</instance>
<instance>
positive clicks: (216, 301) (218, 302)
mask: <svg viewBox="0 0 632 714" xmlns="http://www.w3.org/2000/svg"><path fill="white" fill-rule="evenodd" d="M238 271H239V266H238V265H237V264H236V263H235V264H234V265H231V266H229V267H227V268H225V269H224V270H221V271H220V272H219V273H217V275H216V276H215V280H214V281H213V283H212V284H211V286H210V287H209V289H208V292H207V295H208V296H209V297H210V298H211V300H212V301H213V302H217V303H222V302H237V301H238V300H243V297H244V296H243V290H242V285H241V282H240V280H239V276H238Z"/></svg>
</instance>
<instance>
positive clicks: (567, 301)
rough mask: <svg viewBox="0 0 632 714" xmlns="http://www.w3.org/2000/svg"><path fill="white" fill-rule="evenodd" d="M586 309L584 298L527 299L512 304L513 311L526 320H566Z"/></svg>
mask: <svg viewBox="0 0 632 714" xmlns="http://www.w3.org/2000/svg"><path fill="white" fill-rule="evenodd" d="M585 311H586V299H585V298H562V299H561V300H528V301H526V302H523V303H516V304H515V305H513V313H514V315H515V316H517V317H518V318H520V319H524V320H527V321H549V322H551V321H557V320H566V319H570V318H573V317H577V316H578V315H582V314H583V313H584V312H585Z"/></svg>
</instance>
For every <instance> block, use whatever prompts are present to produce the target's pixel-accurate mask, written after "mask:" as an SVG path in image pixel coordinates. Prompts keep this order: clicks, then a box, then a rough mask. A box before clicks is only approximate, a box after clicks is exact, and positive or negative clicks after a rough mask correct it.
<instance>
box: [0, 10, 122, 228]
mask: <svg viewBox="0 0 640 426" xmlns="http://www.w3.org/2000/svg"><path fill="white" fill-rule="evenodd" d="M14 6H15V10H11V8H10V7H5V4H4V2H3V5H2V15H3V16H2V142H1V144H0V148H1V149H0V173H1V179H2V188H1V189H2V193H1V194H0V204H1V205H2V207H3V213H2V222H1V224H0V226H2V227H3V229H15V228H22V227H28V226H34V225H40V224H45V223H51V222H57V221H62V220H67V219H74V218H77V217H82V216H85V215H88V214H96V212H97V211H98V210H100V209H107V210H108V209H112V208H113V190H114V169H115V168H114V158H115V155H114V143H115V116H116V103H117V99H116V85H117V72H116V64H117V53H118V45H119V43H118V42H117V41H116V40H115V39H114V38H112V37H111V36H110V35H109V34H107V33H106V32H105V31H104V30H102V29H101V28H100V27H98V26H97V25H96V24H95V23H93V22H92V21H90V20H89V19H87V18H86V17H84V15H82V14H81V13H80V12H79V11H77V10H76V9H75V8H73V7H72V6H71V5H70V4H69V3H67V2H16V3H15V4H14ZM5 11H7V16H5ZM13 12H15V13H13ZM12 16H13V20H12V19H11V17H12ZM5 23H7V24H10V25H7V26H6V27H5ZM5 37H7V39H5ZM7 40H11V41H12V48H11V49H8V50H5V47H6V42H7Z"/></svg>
· · · · · · ·
Each entry must be retyped exactly as it was written above.

Solved problem:
</instance>
<instance>
positive clicks: (216, 301) (218, 302)
mask: <svg viewBox="0 0 632 714" xmlns="http://www.w3.org/2000/svg"><path fill="white" fill-rule="evenodd" d="M238 271H239V266H238V265H237V264H236V263H235V264H234V265H231V266H229V267H227V268H225V269H224V270H221V271H220V272H219V273H217V275H216V276H215V280H214V281H213V283H212V284H211V286H210V287H209V289H208V292H207V295H208V296H209V297H210V298H211V300H212V301H213V302H217V303H222V302H237V301H238V300H243V297H244V296H243V290H242V285H241V282H240V280H239V276H238Z"/></svg>
</instance>
<instance>
positive clicks: (567, 301)
rough mask: <svg viewBox="0 0 632 714" xmlns="http://www.w3.org/2000/svg"><path fill="white" fill-rule="evenodd" d="M586 309L584 298L527 299L512 304L513 311L526 320H566Z"/></svg>
mask: <svg viewBox="0 0 632 714" xmlns="http://www.w3.org/2000/svg"><path fill="white" fill-rule="evenodd" d="M585 311H586V299H585V298H562V299H561V300H528V301H526V302H523V303H516V304H515V305H513V313H514V315H515V316H517V317H518V318H520V319H524V320H527V321H549V322H551V321H557V320H566V319H570V318H573V317H577V316H578V315H582V314H583V313H584V312H585Z"/></svg>
</instance>
For every <instance> block, use whatever prompts are present to produce the target's pixel-accurate mask, written after "mask:" as an SVG path in image pixel coordinates. Prompts keep this order: clicks, then a box, then a rough mask. A box before clicks is only approximate, a box after clicks is exact, and positive or negative clicks after a rough mask correct it.
<instance>
box: [0, 10, 122, 228]
mask: <svg viewBox="0 0 640 426" xmlns="http://www.w3.org/2000/svg"><path fill="white" fill-rule="evenodd" d="M14 6H15V10H11V8H10V7H5V4H4V2H3V5H2V15H3V16H2V142H1V144H0V148H1V149H0V173H1V179H2V188H1V189H2V193H1V194H0V204H1V205H2V207H3V213H2V222H1V224H0V226H2V227H3V229H15V228H22V227H28V226H34V225H40V224H45V223H51V222H57V221H62V220H67V219H74V218H77V217H82V216H85V215H88V214H96V212H97V211H98V210H100V209H107V210H108V209H112V208H113V190H114V169H115V168H114V158H115V155H114V143H115V116H116V103H117V99H116V85H117V72H116V64H117V53H118V45H119V43H118V42H117V41H116V40H115V39H114V38H112V37H111V36H110V35H109V34H107V33H106V32H105V31H104V30H102V29H101V28H100V27H98V26H97V25H96V24H95V23H93V22H92V21H90V20H89V19H87V18H86V17H84V15H82V14H81V13H80V12H79V11H77V10H76V9H75V8H73V7H72V6H71V5H70V4H69V3H67V2H16V3H15V4H14ZM5 11H7V16H5ZM13 12H15V13H13ZM12 16H13V20H12V19H11V17H12ZM5 23H7V24H10V25H7V26H6V27H5ZM5 37H7V39H5ZM7 40H11V41H12V48H11V49H8V50H5V47H6V42H7Z"/></svg>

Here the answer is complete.